TASK INSTRUCTIONS :: Rewrite every row below, replacing "evenodd" with "nonzero" and changing nothing else. Leave the pictures out of your output.

───── MATERIAL FOR THIS TASK ─────

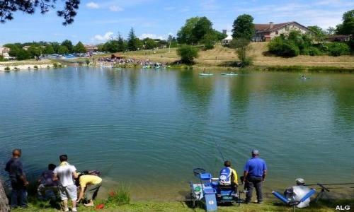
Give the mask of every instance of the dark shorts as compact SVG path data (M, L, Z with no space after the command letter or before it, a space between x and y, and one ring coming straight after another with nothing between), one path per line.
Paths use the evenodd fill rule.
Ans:
M88 185L85 191L85 199L86 200L95 199L101 185L102 183Z

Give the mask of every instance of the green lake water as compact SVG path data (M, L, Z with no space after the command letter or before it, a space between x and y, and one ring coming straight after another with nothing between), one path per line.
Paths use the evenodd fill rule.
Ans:
M354 75L72 68L0 72L0 168L23 150L28 175L67 153L123 182L139 199L182 199L193 167L216 175L217 148L239 175L252 148L268 163L266 191L297 177L354 176Z

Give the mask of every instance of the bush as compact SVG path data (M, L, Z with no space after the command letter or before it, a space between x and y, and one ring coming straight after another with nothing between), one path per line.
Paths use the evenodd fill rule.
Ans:
M191 64L194 59L198 57L198 51L195 47L183 45L177 49L177 54L181 57L182 63Z
M338 57L348 54L350 52L349 46L346 43L332 42L328 45L329 55Z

─────

RESULT BELOW ::
Give the mask of every instance of the dark shorts as compact SVG path data (M, L, Z with no space after the command letter or before it, a space between x and y, and one ring coming straight after another with nothing between), one path per line.
Paths use the nonzero fill rule.
Ans:
M88 185L85 191L85 199L86 200L95 199L101 185L102 183Z

Give the mask of every instance of the green lake water as compact SVG path data (M, L, Z with no space after the command letter or before it, a space between x and y, and one ring coming straight after another with nothing between), one path per line.
Paths use the nonzero fill rule.
Ans:
M354 75L72 68L0 72L0 168L23 150L28 175L67 153L123 182L139 199L182 199L193 167L216 175L217 148L239 175L252 148L268 163L266 191L297 177L354 176Z

Give the mask of every instance of the bush as compact SVG path data (M, L, Z with no space after the command letter or before it, a space between x and y, and one ring coming straight after another with nothing between), one path per line.
Paths use the nonzero fill rule.
Ans:
M191 64L194 59L198 57L198 51L195 47L183 45L177 49L177 54L181 57L182 63Z
M338 57L348 54L350 52L349 46L346 43L332 42L328 45L329 55Z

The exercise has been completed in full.